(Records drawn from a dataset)
---*---

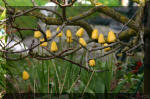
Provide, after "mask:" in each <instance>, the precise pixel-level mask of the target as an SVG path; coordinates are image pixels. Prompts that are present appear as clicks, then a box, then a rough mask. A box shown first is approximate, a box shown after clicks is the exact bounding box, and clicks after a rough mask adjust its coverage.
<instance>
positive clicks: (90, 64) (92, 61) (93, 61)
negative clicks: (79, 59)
mask: <svg viewBox="0 0 150 99" xmlns="http://www.w3.org/2000/svg"><path fill="white" fill-rule="evenodd" d="M89 65H90V66H91V67H93V66H95V60H94V59H91V60H89Z"/></svg>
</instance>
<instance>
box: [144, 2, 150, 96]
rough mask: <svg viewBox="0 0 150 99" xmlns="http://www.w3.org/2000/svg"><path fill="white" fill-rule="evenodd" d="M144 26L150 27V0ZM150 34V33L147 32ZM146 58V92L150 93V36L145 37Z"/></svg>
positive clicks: (144, 86) (148, 3)
mask: <svg viewBox="0 0 150 99" xmlns="http://www.w3.org/2000/svg"><path fill="white" fill-rule="evenodd" d="M144 12H145V13H144V26H145V27H147V28H150V1H148V2H147V3H146V6H145V8H144ZM146 34H150V33H146ZM144 41H145V44H144V49H145V58H144V66H145V67H144V94H145V95H148V94H149V95H150V38H149V37H145V38H144Z"/></svg>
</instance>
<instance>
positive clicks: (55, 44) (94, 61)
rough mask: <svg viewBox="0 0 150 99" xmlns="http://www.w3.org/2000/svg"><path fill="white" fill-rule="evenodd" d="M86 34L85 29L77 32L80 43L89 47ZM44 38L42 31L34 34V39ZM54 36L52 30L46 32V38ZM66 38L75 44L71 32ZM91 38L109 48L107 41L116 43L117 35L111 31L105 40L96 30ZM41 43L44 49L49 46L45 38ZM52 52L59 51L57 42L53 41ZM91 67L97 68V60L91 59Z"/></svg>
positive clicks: (51, 46) (68, 34)
mask: <svg viewBox="0 0 150 99" xmlns="http://www.w3.org/2000/svg"><path fill="white" fill-rule="evenodd" d="M58 31H59V28H57V32H58ZM83 34H84V29H83V28H80V29H79V30H78V31H77V32H76V36H77V37H79V43H80V44H81V45H82V46H84V47H86V46H87V43H86V41H85V40H84V38H83V37H82V36H83ZM62 35H63V33H62V31H61V32H60V33H58V35H57V37H62ZM41 36H42V34H41V32H40V31H35V32H34V37H35V38H40V37H41ZM51 36H52V34H51V31H50V30H46V37H47V38H48V39H49V38H51ZM66 37H67V42H68V43H72V42H73V39H72V33H71V30H69V29H68V30H67V31H66ZM91 38H92V39H93V40H98V43H100V44H104V46H108V44H107V43H106V41H107V42H108V43H113V42H115V41H116V35H115V34H114V32H113V31H110V32H109V33H108V37H107V40H105V38H104V35H103V34H102V33H100V34H99V33H98V30H97V29H94V30H93V32H92V35H91ZM40 42H43V43H42V44H41V45H40V46H42V47H45V46H47V44H48V42H44V38H42V39H40ZM110 49H111V48H110V47H107V48H105V49H104V51H105V52H107V51H109V50H110ZM50 51H51V52H56V51H58V47H57V44H56V42H55V41H52V43H51V48H50ZM89 65H90V66H95V60H94V59H91V60H90V61H89Z"/></svg>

---*---

> _Exercise brief_: Extract, word for word, each line from the top of the data down to and including the line with "positive clicks: (90, 64) (92, 61) (93, 61)"; skip the pictures.

> _Solution_:
Provide, after "mask:" in each <instance>, the precise pixel-level mask of the target as an SVG path; coordinates are image pixels. Prompts that are present appear as clicks, then a box, then a rough mask. A box shown first is approximate, a box shown after clicks is the exact bounding box, and clicks after a rough mask adjust its coverage.
<instance>
positive clicks: (90, 64) (92, 61) (93, 61)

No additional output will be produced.